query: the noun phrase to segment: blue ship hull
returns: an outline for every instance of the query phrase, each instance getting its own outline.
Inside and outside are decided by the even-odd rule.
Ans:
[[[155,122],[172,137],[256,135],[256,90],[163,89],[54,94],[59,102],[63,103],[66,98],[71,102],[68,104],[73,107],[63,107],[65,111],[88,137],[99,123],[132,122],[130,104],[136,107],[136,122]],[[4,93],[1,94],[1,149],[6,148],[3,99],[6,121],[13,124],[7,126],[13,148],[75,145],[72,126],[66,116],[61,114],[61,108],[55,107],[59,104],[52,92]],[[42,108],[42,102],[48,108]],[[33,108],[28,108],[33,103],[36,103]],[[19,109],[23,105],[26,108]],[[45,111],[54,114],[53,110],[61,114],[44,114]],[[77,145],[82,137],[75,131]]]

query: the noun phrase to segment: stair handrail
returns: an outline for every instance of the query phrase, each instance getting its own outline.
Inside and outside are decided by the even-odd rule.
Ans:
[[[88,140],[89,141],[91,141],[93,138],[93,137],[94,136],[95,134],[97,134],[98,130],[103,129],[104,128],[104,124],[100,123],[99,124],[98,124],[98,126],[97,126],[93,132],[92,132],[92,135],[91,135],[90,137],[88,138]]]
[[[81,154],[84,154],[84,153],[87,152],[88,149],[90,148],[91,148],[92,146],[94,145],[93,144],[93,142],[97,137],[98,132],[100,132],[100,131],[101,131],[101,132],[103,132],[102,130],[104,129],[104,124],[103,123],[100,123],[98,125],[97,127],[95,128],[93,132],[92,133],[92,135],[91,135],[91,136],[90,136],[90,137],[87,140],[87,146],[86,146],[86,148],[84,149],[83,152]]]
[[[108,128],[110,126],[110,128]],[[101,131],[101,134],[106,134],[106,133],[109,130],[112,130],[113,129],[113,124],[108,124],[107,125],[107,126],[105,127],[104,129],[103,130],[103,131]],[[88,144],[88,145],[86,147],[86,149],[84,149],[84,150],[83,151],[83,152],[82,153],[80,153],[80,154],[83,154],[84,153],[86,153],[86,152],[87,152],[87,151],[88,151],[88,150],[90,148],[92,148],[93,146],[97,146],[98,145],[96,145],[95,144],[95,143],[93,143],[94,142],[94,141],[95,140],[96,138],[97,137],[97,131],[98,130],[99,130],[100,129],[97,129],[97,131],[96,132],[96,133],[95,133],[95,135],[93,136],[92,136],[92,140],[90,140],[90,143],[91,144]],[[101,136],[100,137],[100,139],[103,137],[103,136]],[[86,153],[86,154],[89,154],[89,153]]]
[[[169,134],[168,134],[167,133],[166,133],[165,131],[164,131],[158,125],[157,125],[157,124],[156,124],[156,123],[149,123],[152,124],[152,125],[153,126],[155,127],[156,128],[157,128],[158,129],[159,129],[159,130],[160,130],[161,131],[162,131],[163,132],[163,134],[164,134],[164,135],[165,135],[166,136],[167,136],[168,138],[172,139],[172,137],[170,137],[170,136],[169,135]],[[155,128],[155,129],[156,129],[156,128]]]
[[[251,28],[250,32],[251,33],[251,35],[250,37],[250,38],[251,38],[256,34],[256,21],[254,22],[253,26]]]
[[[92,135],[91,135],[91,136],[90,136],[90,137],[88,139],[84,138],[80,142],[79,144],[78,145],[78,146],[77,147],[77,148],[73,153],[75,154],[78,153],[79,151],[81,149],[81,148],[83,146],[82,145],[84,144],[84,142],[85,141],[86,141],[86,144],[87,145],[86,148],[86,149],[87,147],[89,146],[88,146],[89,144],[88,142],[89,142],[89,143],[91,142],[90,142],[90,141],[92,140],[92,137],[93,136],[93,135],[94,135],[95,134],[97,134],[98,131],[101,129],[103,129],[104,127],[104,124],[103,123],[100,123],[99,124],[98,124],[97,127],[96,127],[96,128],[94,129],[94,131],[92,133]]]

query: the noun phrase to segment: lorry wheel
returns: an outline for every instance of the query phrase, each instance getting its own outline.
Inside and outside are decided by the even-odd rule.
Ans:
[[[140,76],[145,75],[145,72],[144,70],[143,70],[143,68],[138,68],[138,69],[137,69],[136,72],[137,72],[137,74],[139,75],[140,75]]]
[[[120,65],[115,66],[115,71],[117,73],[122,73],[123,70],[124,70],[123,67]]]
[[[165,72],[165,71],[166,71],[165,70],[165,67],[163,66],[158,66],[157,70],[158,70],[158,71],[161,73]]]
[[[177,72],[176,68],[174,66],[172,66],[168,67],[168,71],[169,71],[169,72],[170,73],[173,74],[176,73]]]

—————

▶ _What you are asked to do_: Can you copy out all three rows above word for word, changing nothing?

▶ _Answer to this exercise_:
query: the noun phrase to segment: blue ship hull
returns: an outline for every instance of the query phrase, each instance getting its own outline.
Inside and outside are decided by the even-odd rule.
Ans:
[[[155,122],[172,137],[256,135],[256,90],[163,89],[54,94],[59,102],[63,103],[66,98],[71,102],[68,104],[73,107],[63,107],[65,111],[88,137],[99,123],[132,122],[130,104],[136,107],[136,122]],[[4,93],[1,94],[1,149],[6,148],[3,99],[6,121],[13,124],[7,126],[13,148],[75,145],[72,126],[66,116],[61,114],[61,108],[55,107],[59,104],[52,92]],[[42,108],[42,102],[48,108]],[[33,108],[28,108],[33,103],[36,103]],[[19,109],[23,105],[26,108]],[[45,111],[54,114],[53,110],[61,114],[44,114]],[[77,145],[82,137],[75,131]]]

query: the noun phrase to segment: stair handrail
returns: an outline for every instance of the query phrase, each instance getting its own outline.
Inside and outside are decided by the even-odd rule.
Ans:
[[[88,140],[89,141],[91,141],[93,138],[93,137],[94,136],[95,134],[97,134],[98,130],[103,129],[104,128],[104,124],[100,123],[99,124],[98,124],[98,126],[97,126],[93,132],[92,132],[92,135],[91,135],[90,137],[88,138]]]
[[[81,154],[84,154],[84,153],[87,152],[88,149],[90,148],[91,148],[92,146],[94,145],[93,144],[93,142],[97,137],[98,132],[100,132],[100,131],[101,131],[101,132],[103,132],[102,130],[104,129],[104,124],[103,123],[100,123],[98,125],[97,127],[95,128],[93,132],[92,133],[92,135],[91,135],[91,136],[90,136],[90,137],[87,140],[87,146],[86,146],[86,148],[84,149],[83,152]]]
[[[108,128],[110,126],[110,128]],[[101,131],[101,134],[106,134],[106,133],[109,130],[112,130],[113,129],[113,124],[108,124],[107,125],[107,126],[105,127],[104,129],[103,130],[103,131]],[[88,144],[88,145],[86,147],[86,149],[84,149],[84,150],[83,151],[83,152],[82,153],[80,153],[80,154],[83,154],[84,153],[86,153],[86,152],[87,152],[87,151],[88,151],[88,150],[90,148],[92,148],[93,146],[97,146],[98,145],[96,145],[95,144],[95,143],[93,143],[94,142],[94,141],[95,140],[96,138],[97,137],[97,131],[98,130],[99,130],[100,129],[97,129],[97,131],[96,132],[96,133],[95,133],[95,135],[93,136],[92,136],[92,140],[90,140],[90,143],[91,144]],[[101,136],[100,137],[100,139],[103,137],[103,136]],[[86,153],[86,154],[89,154],[89,153]]]
[[[169,134],[168,134],[167,133],[166,133],[165,131],[164,131],[158,125],[157,125],[157,124],[156,124],[156,123],[149,123],[152,124],[152,125],[153,126],[155,127],[156,128],[157,128],[158,129],[159,129],[159,130],[160,130],[161,131],[162,131],[163,132],[163,134],[164,134],[164,135],[165,135],[166,136],[167,136],[168,138],[172,139],[172,137],[170,137],[170,136],[169,135]],[[155,128],[155,129],[156,129],[156,128]]]
[[[251,28],[250,32],[251,33],[251,35],[250,37],[250,38],[251,38],[256,34],[256,21],[254,22],[253,26]]]
[[[92,135],[91,135],[91,136],[90,136],[90,137],[88,139],[84,138],[80,142],[79,144],[78,145],[78,146],[77,147],[77,148],[73,153],[75,154],[78,153],[79,151],[81,149],[81,148],[83,146],[82,145],[84,144],[84,142],[85,141],[86,141],[86,144],[87,145],[86,148],[86,149],[87,147],[89,146],[88,146],[89,144],[88,142],[89,142],[89,143],[91,142],[90,142],[90,141],[92,140],[92,137],[93,136],[93,135],[94,135],[95,134],[97,134],[98,131],[101,129],[103,129],[104,127],[104,124],[103,123],[100,123],[99,124],[98,124],[97,127],[96,127],[96,128],[94,129],[94,131],[92,133]]]

query: the noun phrase to segment: lorry wheel
returns: an outline for every instance of the query phrase, each instance getting its own outline.
Inside and outside are decided by the even-odd rule.
Ans:
[[[140,76],[145,75],[145,72],[144,70],[143,70],[143,68],[138,68],[138,69],[137,69],[136,72],[137,72],[137,74],[139,75],[140,75]]]
[[[120,65],[115,66],[115,71],[117,73],[122,73],[123,70],[124,70],[123,67]]]
[[[165,72],[165,71],[166,71],[165,70],[165,67],[163,66],[158,66],[157,70],[158,70],[158,71],[161,73]]]
[[[177,72],[176,68],[174,66],[172,66],[168,67],[168,71],[169,71],[169,72],[170,73],[173,74],[176,73]]]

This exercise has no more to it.